It will mark the second time in three weeks that Bowyer will have Haas Automation as his sponsor. Stewart-Haas Racing has spent the past 17 months working on selling sponsorship since naming Bowyer to take over for Tony Stewart starting this year, and it has announced only a few races with Mobil 1.
After Nature’s Bakery terminated its 28-race deal for Bowyer’s teammate Danica Patrick, she could have more than half the season open (the team won’t confirm an exact number), leading to as many as 40 races still in need of a full sponsor just at SHR. Haas had already committed to sponsoring about half the season for Kurt Busch through his company.
“It’s good for corporate America to know that we have a lot of races to sell on our car right now,” Tony Stewart, a co-owner of the team, said the day before the Daytona 500. “You don’t get that interest if they don’t know it’s available. … Obviously, [Nature’s Bakery] has been a curve ball for us.
“I’m very confident in our marketing staff. We’ve done a good job up until this point. I don’t feel like this is a deal-breaker for us. We won’t sacrifice performance over this. When you have four teams, it’s a lot of inventory to sell, and you’re going to have times like this.”
SHR isn’t the only organization on the NASCAR Cup circuit that still has plenty of races to fill over the 36-race schedule (plus two exhibition events). Joe Gibbs Racing’s Matt Kenseth has 20 races of sponsorship unannounced this year. Hendrick Motorsports is still looking for 11 races overall, including eight for Kasey Kahne. Roush Fenway Racing has open races for both its drivers, Ricky Stenhouse Jr. and Trevor Bayne. Roush Fenway Racing and Richard Petty Motorsports scaled down from two teams to one, and the two-car HScott Motorsports and one-car Tommy Baldwin Racing either shut down or stopped racing full time.

**Job A**
Reproduce the rows verbatim, starting at the line that contains "of the water." and running through the end of the rows.

Stored data entries
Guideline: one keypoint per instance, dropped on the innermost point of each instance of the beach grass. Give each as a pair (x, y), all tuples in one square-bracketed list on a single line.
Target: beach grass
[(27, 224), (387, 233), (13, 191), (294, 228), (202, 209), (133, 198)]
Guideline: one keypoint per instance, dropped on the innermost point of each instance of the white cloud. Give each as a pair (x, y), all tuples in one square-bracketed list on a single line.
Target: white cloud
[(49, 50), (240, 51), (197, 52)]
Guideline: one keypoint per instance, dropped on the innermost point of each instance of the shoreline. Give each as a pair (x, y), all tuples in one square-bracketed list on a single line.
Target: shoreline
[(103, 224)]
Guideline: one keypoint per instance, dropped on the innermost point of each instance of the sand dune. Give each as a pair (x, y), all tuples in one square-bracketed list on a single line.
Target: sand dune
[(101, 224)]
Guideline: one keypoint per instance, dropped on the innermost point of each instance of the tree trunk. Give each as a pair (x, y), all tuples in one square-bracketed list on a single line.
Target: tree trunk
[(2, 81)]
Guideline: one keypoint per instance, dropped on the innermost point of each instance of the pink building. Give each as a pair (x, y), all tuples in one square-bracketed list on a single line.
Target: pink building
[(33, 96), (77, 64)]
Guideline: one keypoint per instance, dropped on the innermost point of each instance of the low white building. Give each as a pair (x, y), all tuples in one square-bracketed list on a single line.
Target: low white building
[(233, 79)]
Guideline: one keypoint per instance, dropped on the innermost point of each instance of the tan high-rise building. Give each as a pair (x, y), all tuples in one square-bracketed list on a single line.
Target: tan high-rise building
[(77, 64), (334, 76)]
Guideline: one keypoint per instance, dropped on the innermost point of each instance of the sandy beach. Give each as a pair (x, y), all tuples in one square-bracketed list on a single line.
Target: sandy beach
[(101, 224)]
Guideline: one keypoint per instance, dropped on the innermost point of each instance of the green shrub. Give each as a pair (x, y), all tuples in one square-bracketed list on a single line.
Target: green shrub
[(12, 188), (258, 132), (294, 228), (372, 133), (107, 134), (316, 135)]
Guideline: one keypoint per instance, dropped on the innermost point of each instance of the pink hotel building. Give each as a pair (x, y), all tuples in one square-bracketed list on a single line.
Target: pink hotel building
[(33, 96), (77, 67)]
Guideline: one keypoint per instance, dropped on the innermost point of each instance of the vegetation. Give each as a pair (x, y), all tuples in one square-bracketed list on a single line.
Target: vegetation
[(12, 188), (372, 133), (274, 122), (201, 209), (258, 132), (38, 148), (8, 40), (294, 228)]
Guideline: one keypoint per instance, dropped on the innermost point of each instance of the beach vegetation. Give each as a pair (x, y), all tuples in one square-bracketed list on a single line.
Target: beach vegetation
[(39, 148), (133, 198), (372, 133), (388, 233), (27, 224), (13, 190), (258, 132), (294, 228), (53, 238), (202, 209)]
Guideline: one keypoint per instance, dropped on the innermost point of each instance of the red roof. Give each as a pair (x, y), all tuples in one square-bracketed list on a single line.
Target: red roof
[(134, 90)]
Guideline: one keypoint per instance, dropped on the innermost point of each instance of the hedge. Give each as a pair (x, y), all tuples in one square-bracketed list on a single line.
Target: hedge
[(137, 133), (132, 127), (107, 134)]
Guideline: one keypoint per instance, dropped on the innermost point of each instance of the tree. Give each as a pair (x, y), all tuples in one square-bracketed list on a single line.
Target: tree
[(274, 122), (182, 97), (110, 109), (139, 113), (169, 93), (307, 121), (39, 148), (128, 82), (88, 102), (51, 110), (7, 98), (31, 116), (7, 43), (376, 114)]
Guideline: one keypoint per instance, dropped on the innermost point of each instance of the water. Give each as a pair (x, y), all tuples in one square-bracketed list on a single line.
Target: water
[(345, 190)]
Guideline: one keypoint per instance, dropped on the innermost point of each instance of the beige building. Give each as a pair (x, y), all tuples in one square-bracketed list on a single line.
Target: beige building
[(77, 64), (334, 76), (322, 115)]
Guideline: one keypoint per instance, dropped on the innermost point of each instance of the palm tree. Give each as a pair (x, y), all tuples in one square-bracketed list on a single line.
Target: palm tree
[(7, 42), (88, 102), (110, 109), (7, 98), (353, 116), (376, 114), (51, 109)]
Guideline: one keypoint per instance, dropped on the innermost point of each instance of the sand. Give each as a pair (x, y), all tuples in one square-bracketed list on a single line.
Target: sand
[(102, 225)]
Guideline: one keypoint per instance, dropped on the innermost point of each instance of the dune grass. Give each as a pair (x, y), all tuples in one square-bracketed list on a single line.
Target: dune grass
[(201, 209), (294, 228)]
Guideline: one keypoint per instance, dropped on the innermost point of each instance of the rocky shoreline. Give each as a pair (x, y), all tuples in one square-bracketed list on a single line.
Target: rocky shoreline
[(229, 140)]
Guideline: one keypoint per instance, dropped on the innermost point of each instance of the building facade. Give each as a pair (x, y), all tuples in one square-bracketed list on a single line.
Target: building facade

**Job B**
Continue the article on NASCAR team sponsorship from the point where it stops.

**Reply A**
Guideline: one keypoint per instance, dropped on the innermost point of each instance of the water. Give each as a pair (x, y), all tuples in one square-bracketed list on a single line.
Target: water
[(345, 190)]
Guideline: one keypoint per instance, dropped on the innermost point of each instance of the beige building. Give each as a pair (x, y), all tuples in one square-bracketed list on a single line.
Target: beige building
[(77, 64), (334, 76), (322, 115)]
Guideline: one keypoint per instance, dropped on the innermost point of each instance of the palm tree. Give each as a pair (x, y), all tuples in one square-bracketed list on a single line.
Target: palm tree
[(7, 42), (88, 102), (110, 109), (7, 98), (353, 116), (376, 114), (51, 109)]
Guideline: one keypoint per instance, dropped on the innermost point of each instance of the sand. Give each as a pair (x, y), all tuples in one square-bracketed list on a single line.
Target: sand
[(102, 225)]
Guideline: one keypoint per instance, dropped on the innermost point of each instance of the dune grass. Give each as a pair (x, y), all tuples in one square-bracketed list on a single line.
Target: dune grass
[(201, 209), (294, 228)]
Guideline: one keypoint per instance, dropped on the innermost point of each instance of the rocky shoreline. Give each as a pair (x, y), all tuples in one square-bracketed list on a single line.
Target: rocky shoreline
[(229, 140)]
Guideline: one keypoint per instance, dropped on the innermost point of each instance of the building facade. Give each as a pair (x, y), all tuples in one square-bracketed list on a single line.
Target: building facade

**Reply B**
There are some success stories: Two organizations (Furniture Row Racing and JTG Daugherty Racing) did add a car apiece with additional sponsorship. Ganassi is in the best position it has been in recently with just a handful of races open. Long-time full-season sponsor FedEx re-upped with Denny Hamlin for multiple years at JGR. Shell-Pennzoil just announced a deal that goes at least through 2023 to sponsor Joey Logano at Team Penske. That deal is unusual in the sense that it pays for itself in many ways through a business-to-business relationship where Penske purchases the company’s products — both oil and fuel — for his trucking operation and use in his dealerships as well as research and development for those products.
“Overall, it gave us a chance to combine the business side,” team owner Roger Penske said. “We’ve used the motorsports as a common thread through the business. … It’s massive for us, not just here [at the track], but across the business.”
Penske was able to get that extension done despite a year that followed a 7.4 percent drop — the most in four years — in admissions revenue for NASCAR track operators. While Cup races were among the top-two viewed sports events of a weekend 17 times in 2016, a key plank for marketers when determining advertising, the Cup races saw a 9.8 percent drop in television viewership, from 5.1 million per race in 2015 to 4.6 million per race in 2016.
Among the companies that left from sponsoring teams after last season include Dollar General, Cheez-It, Zest, Nature’s Bakery, KFC and Thrivent Financial. Farmers Insurance already has announced that 2017 will be its last year.
Teams say there’s no one reason why sponsors leave.
“I wish there was,” said Steve Newmark, president of Roush Fenway Racing. “They give us pretty good feedback on, ‘Here’s the reasons we made this decision,’ and they’re almost always completely different. … Although we get the feedback, it hasn’t helped us from a macro perspective.”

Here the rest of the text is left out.